> [Stored rows]
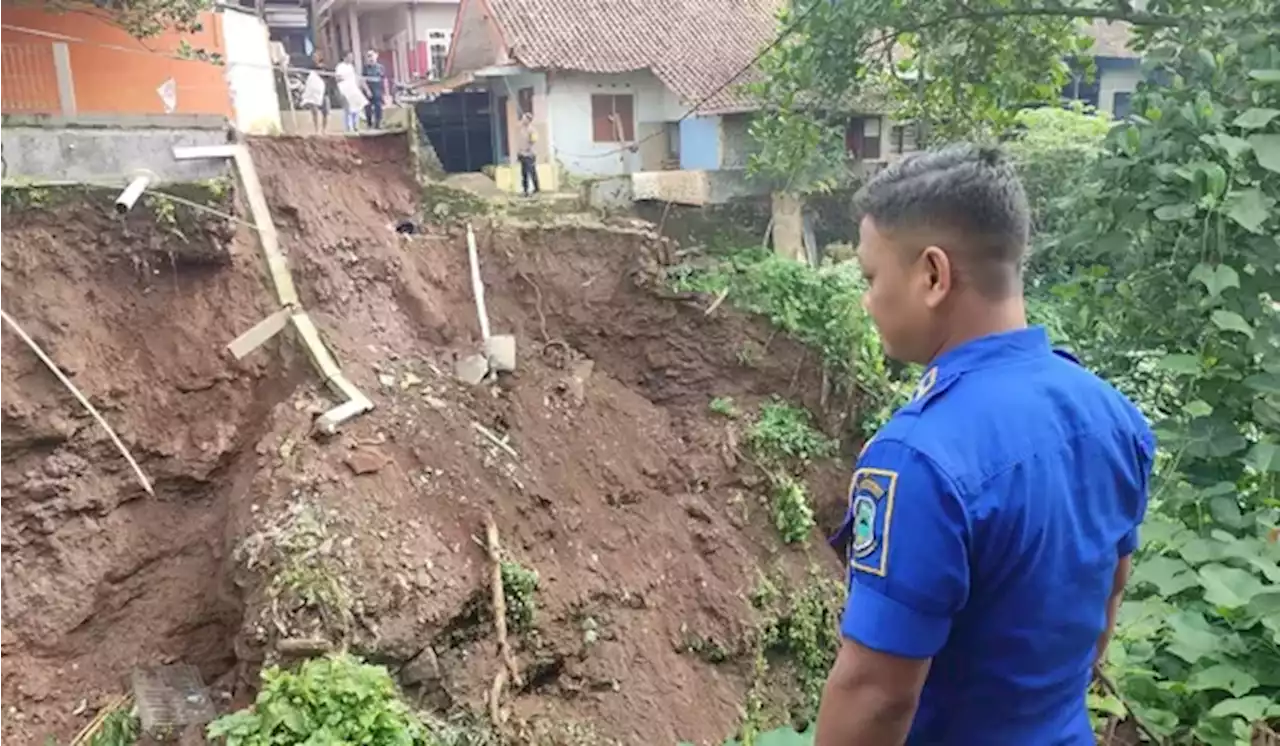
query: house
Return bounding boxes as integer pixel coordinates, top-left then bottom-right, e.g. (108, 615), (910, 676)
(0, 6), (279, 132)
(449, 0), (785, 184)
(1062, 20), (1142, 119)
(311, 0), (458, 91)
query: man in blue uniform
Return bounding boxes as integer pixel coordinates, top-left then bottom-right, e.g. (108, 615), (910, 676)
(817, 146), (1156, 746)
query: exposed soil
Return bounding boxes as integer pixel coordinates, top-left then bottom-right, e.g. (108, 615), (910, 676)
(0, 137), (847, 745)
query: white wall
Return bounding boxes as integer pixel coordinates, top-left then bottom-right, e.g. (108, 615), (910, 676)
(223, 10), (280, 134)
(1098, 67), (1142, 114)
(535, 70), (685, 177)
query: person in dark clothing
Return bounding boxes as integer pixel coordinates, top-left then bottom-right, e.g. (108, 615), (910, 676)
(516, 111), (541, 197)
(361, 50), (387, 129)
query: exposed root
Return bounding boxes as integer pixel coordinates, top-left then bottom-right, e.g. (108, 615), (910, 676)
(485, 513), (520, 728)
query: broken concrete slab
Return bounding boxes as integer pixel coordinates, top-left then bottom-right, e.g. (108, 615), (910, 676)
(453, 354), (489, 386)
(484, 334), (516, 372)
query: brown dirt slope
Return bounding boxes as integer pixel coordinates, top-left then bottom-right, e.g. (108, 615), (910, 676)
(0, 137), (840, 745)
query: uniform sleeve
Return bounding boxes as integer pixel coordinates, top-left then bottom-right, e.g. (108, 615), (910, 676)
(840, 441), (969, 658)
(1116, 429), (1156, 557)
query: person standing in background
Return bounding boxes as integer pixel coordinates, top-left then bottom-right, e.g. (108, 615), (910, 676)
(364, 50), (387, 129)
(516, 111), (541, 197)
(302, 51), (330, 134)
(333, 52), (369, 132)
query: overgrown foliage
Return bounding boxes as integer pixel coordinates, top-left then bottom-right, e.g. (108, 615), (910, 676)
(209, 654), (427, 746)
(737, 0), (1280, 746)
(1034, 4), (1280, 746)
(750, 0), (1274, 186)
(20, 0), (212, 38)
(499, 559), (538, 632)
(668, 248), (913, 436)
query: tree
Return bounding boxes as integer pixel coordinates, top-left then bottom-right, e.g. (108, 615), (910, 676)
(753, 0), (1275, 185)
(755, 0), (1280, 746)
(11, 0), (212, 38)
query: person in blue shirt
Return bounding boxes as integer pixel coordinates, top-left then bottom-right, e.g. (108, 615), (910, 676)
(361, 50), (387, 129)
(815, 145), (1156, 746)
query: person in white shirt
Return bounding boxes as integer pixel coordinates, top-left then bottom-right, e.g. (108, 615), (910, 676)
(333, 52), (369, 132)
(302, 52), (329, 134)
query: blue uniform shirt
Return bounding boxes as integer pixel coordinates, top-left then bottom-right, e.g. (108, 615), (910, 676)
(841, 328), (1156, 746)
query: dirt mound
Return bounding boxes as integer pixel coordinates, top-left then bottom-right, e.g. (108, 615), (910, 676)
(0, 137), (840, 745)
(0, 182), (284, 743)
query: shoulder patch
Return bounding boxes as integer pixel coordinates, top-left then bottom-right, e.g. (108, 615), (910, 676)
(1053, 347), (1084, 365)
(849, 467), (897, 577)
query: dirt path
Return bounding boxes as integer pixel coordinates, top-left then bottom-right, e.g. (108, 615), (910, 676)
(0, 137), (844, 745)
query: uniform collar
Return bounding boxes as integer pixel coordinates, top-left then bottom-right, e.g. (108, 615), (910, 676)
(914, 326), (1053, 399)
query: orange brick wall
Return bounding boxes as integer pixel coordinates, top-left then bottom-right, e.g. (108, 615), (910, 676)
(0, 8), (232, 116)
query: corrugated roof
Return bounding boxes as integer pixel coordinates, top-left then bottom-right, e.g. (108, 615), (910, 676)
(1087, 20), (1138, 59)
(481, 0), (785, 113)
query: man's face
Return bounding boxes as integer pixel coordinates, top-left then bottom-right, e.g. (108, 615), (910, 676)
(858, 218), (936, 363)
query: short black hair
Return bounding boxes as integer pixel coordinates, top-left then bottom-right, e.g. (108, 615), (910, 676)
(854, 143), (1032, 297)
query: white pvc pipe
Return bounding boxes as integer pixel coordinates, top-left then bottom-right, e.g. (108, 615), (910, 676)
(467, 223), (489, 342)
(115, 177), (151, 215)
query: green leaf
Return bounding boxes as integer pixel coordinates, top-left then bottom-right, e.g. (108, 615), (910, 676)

> [Exercise]
Copy out the material word for word, starting with the line that contains "query: dirt path" and continuing through its last line.

> [Result]
query: dirt path
Return bounding boxes as integer pixel coordinates, top-left then bottom-right, e.g. (108, 615), (910, 676)
(0, 137), (844, 745)
query: uniform collar
Return bounding boxes as integer pixel coordinates, top-left then bottom-right, e.g. (108, 615), (910, 676)
(914, 326), (1053, 399)
query: orange brick wall
Return bounding boxes as integer pixel coordinates, top-left then bottom-right, e.g. (108, 615), (910, 676)
(0, 8), (232, 116)
query: corrugated roof
Return bounding boxes as integer pixel coordinates, top-left then bottom-right, e.g. (108, 615), (910, 676)
(1087, 20), (1138, 59)
(481, 0), (785, 113)
query: man's face
Return bounding boxes as integer pixel coordinates, top-left then bottom-right, e.g. (108, 615), (910, 676)
(858, 218), (936, 363)
query: short black hair
Return bounding boxes as integer pixel coordinates, top-left then bottom-right, e.g. (108, 615), (910, 676)
(854, 143), (1032, 297)
query: white pvc pipe
Return bounding boxes as integer pixel coordinates, top-left then bottom-right, e.g. (108, 615), (910, 676)
(467, 223), (489, 342)
(115, 177), (151, 215)
query: green leaf
Return bounding boxes as integer pixel coordinates, top-left then bottom-right, e.g. (108, 615), (910, 676)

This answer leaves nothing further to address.